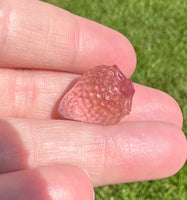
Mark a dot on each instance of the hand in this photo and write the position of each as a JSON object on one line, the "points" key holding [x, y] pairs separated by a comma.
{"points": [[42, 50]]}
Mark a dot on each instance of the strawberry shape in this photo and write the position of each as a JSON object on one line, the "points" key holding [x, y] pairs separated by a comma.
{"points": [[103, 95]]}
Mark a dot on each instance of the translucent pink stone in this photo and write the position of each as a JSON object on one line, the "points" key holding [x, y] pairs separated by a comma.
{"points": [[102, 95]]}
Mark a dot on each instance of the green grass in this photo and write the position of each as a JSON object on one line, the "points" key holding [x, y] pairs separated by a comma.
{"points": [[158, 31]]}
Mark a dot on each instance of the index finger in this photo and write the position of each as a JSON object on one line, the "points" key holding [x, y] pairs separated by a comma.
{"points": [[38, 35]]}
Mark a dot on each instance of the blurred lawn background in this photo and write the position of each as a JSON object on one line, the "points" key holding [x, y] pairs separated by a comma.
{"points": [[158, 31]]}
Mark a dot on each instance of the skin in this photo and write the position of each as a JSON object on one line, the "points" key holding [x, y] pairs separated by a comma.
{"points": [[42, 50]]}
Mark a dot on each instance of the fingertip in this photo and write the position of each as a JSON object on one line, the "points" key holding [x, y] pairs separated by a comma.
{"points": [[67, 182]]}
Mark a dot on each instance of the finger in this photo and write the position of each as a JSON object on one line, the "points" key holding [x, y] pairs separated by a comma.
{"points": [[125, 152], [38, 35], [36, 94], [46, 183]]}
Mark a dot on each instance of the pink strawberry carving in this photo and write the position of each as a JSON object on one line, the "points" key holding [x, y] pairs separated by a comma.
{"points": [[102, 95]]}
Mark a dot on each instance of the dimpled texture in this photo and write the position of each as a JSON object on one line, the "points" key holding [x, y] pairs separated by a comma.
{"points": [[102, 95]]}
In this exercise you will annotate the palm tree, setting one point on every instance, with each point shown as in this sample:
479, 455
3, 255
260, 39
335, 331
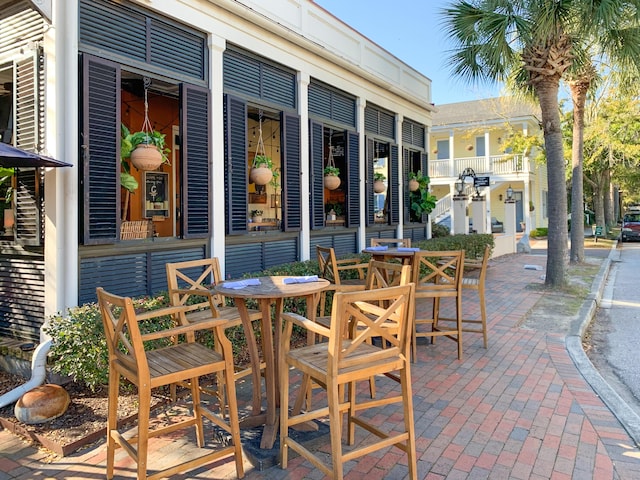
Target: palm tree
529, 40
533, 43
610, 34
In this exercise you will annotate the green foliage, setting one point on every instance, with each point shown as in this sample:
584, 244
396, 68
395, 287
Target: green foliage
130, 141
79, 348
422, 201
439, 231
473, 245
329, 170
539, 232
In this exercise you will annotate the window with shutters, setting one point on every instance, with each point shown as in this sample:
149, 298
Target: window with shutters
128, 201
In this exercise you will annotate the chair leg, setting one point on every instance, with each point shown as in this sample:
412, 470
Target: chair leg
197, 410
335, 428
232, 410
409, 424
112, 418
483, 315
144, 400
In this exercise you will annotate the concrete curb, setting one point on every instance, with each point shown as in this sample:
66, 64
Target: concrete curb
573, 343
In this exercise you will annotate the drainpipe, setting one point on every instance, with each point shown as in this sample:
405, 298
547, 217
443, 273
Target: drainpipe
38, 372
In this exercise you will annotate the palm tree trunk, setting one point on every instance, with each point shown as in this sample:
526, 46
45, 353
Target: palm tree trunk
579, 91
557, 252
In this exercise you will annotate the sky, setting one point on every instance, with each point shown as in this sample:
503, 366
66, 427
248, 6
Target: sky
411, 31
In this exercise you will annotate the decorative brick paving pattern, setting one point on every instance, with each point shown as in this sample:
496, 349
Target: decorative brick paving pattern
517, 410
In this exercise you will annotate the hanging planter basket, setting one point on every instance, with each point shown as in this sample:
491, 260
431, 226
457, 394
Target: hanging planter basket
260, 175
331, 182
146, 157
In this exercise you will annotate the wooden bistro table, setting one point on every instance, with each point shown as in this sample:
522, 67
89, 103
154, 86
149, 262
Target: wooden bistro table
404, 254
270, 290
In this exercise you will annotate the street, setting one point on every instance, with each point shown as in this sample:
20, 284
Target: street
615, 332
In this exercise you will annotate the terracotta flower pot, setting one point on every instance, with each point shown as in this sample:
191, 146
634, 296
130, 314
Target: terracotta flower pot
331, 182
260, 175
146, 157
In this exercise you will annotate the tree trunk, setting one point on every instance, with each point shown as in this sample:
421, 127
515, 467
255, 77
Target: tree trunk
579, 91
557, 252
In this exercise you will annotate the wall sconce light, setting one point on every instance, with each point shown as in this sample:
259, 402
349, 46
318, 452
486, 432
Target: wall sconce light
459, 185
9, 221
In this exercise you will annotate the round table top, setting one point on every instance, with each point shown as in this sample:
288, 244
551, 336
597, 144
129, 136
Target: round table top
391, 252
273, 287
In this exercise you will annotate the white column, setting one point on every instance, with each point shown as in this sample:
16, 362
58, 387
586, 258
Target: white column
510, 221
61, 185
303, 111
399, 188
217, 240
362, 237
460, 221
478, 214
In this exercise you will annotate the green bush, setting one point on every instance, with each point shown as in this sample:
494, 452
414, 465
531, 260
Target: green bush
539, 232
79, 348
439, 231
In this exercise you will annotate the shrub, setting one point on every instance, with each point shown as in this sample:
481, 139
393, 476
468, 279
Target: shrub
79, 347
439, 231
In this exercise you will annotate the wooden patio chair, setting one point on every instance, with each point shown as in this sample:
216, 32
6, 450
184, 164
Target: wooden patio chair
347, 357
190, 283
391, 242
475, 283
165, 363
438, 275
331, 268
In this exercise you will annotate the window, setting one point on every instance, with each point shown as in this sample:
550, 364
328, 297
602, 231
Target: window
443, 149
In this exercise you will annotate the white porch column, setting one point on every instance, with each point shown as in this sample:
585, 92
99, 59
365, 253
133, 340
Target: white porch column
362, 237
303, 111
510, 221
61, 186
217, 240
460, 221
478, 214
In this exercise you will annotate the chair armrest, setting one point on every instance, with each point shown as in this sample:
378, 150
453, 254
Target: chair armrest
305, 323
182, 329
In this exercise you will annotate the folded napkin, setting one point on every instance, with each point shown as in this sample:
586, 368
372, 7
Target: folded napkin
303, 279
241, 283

## WHAT IS REQUIRED
Quote the records above exactly, leaving out any pictures.

## REPLY TO THE TASK
Mark a dot on each instance of the hand in this photo and write the position of each as a JSON object on one line, the "points" key holding [x, y] pairs separated by a comma.
{"points": [[42, 50]]}
Mark a dot on each instance of the strawberry shape in this photo and write the position of each as a JSON object on one line, the "points" key holding [x, y] pairs separated by a comma.
{"points": [[103, 95]]}
Mark a dot on each instance of the translucent pink stone in this photo and write the position of each as a JSON object on one line, the "points" key holding [x, y] pairs separated by a comma.
{"points": [[102, 95]]}
Mark a dot on each instance of the green grass in this photo and write the position of each as a JSON object on one line, the "points" key holding [x, y] pairs separated by a comma.
{"points": [[158, 31]]}
Mark a dot on each instance of the index finger in this photo and write the position of each as a JSON object on one line, the "points" key holding [x, y] pairs separated by a comma.
{"points": [[38, 35]]}
Mark a dot on each instance of the blurred lawn background in this photo and write the position of each as a JSON object on one line, the "points" key holding [x, y] pairs separated by a comma.
{"points": [[158, 31]]}
Mark a dot on each instance of the skin in this photo and write the position of each as a JSON object on one line, the "points" key holding [x, y] pairs separated by a comma.
{"points": [[42, 50]]}
Mark a dot on each instance of the fingertip in this photo and write the position of each as a JSON object on one line, the "points" key holding [x, y] pairs separated by a comma.
{"points": [[67, 182]]}
Mark a dot on each instance of the finger in this photo and write the position of each as a JSON object on one line, the "points" key holding [x, y] pairs separated by a comma.
{"points": [[125, 152], [38, 35], [36, 94], [46, 183]]}
Mark a dot on each instance of the pink strawberry carving in this photo and write the position of each as a JSON object on one line, the "points" key holding [x, y] pairs separated by a comma.
{"points": [[102, 95]]}
Mark a dot on each instance of the dimpled texture in this photo and write the position of each as a JSON object on one line, the "points" key holding [x, y] pairs separated by a comma.
{"points": [[102, 95]]}
In this exercise you will annotate the palm tree, setting one point on every instance, with each point shown as in this sample:
479, 455
3, 255
260, 39
335, 331
Target: palm tree
529, 40
533, 43
610, 34
In this exercise you will annotate the green foliage, setting one point on every instance, with each point shown as in this sample:
584, 244
396, 68
395, 287
Target: green foliage
130, 141
79, 348
422, 201
439, 231
473, 245
329, 170
539, 232
In this exercise you will annotate the window with shutters, setting one point on every instance, with each point shown as in this sample:
149, 298
Target: window with shutters
128, 201
In this exercise you will annotate the chair leg, setting one point on every instance, with each point shown as in this sample:
412, 470
Target: chair leg
197, 410
335, 428
232, 410
409, 424
112, 418
483, 315
144, 400
In this exercise you will annotate the concrete curb, setting one point on every instance, with each point shown as in this sample:
66, 64
Target: concrete curb
573, 343
In this exercise you will annotate the drainpipe, setting one point on every instance, with each point shown as in this sample:
405, 298
547, 217
443, 273
Target: drainpipe
38, 372
In this exercise you will annotate the palm tree trunk, setting one point on every instance, with each point shown as in this sample:
526, 46
45, 353
Target: palm tree trunk
579, 91
557, 252
In this exercise you will annotate the sky, setting one point on every instance, with each point shown as in this sample:
503, 366
66, 427
248, 6
Target: sky
411, 31
In this exercise you will annotate the decorative brick paving pattern, setting one point on every instance, with each point shown as in this sample:
496, 349
Target: decorative brick paving pattern
517, 410
In this exercise you will annotate the hanging planter basket, setting one point on every instance, with each point shown as in this sample:
491, 260
431, 226
457, 394
Target: hanging planter basket
260, 175
331, 182
146, 157
In this exercise you will annotate the wooden bistro table, setting one point on every instance, with each point shown as in this sample:
522, 67
89, 103
154, 86
149, 262
Target: wooden bistro table
404, 254
270, 290
In this exercise you will annotate the street, setting one point on every instance, with each point shown as in this sample:
20, 284
Target: street
615, 332
In this exercise you will annotate the terracotta flower pot, setting one point on every instance, with each point shown as in this sample:
191, 146
634, 296
130, 314
Target: terracotta flower pot
331, 182
260, 175
146, 157
In this exercise you will annotate the tree trunk, setting one point on every instance, with each point shown as in this sample:
421, 127
515, 467
255, 77
Target: tree trunk
579, 91
557, 252
In this exercise you will annotate the wall sconce light, setting one point on every instance, with each point shown as in this sample:
259, 402
349, 46
318, 452
486, 432
Target: wall sconce light
459, 185
9, 221
In this exercise you will annotate the round table top, setting one point on every instance, with each point shown as in this sample:
288, 244
551, 336
597, 144
129, 136
Target: round table top
391, 252
273, 287
In this exercise you will annotate the white column, setting one point on every instance, with each point shown as in this sample:
16, 362
58, 387
586, 258
Target: white column
510, 221
61, 185
303, 111
399, 188
217, 240
362, 237
460, 221
478, 214
In this exercise you will annotate the green bush, setting one point on every instance, with each point shown as in this sample:
494, 452
414, 465
531, 260
Target: green bush
539, 232
79, 348
439, 231
In this exercise you will annotate the shrub, setting one point on every instance, with each point shown as in this sample:
481, 139
393, 476
468, 279
Target: shrub
79, 347
439, 231
In this exercise you will annotate the wooden patio chair, setting one point on every instance, with each point shown as in this sample:
216, 32
6, 450
184, 164
Target: wooden patio chair
347, 357
190, 283
391, 242
475, 283
165, 363
438, 275
331, 268
In this exercise you will annotate the window, setting one point on every instance, with each point shown as in this sample:
550, 364
328, 297
602, 231
Target: window
443, 149
In this exercise you will annotate the white porch column, setting one point on every instance, with each point shown as in this sample:
585, 92
99, 59
365, 253
133, 340
Target: white porch column
362, 237
303, 111
510, 221
61, 186
217, 240
460, 221
478, 214
In this exercise you will annotate the chair armrest, setting one point on every instance, with each point shown as in this sample:
378, 150
453, 254
Target: chair armrest
305, 323
182, 329
In this exercise you will annotate the folded napkin, setting one point on every instance, with each point shown as in this sample:
586, 368
372, 7
Target: folded napkin
303, 279
241, 283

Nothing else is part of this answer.